[START Input for this task]

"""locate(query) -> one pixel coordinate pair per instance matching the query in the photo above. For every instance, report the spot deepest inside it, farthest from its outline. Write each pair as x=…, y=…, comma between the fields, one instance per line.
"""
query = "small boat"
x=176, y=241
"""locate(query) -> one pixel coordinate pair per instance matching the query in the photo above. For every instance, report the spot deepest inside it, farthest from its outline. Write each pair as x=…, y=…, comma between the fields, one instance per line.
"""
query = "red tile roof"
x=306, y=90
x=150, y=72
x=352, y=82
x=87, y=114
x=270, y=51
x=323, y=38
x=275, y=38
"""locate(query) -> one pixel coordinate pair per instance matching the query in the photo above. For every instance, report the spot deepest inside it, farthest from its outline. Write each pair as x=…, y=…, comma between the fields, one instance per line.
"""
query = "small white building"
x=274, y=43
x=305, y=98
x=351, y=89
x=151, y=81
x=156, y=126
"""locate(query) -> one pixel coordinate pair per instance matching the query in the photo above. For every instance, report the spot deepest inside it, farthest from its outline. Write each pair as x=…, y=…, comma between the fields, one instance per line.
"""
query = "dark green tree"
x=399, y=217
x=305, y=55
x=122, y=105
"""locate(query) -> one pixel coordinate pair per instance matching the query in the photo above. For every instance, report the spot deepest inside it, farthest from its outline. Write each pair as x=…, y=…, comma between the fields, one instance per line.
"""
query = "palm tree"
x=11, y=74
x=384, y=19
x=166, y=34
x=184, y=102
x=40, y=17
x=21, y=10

[END Input for this task]
[START Input for this task]

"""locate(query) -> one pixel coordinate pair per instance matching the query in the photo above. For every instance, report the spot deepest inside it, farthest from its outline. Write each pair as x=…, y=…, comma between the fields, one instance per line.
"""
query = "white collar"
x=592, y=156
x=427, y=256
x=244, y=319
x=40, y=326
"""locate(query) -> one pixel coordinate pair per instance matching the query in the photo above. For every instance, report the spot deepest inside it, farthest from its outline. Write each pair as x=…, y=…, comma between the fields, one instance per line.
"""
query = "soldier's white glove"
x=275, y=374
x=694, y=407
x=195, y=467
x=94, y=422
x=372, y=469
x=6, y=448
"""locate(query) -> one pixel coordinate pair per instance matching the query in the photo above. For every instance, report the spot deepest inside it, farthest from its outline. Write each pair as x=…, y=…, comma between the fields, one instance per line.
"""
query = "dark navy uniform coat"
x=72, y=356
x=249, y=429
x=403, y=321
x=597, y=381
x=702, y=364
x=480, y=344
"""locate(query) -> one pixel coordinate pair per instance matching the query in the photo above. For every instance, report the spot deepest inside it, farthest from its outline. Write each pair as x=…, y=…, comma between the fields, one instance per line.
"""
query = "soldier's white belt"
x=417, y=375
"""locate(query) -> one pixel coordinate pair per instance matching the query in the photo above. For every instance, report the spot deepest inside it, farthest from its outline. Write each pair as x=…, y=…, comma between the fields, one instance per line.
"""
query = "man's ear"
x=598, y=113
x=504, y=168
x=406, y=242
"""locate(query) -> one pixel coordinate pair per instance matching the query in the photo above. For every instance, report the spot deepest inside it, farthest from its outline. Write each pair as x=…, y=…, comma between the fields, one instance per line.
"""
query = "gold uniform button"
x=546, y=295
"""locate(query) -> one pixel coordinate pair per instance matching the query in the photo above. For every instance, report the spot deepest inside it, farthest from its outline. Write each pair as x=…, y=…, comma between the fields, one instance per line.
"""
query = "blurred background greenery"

[END Input for this task]

» **Work to complete**
Count the lines of the material above that contain the word "soldier", and reply with the number alone.

» **Solution**
2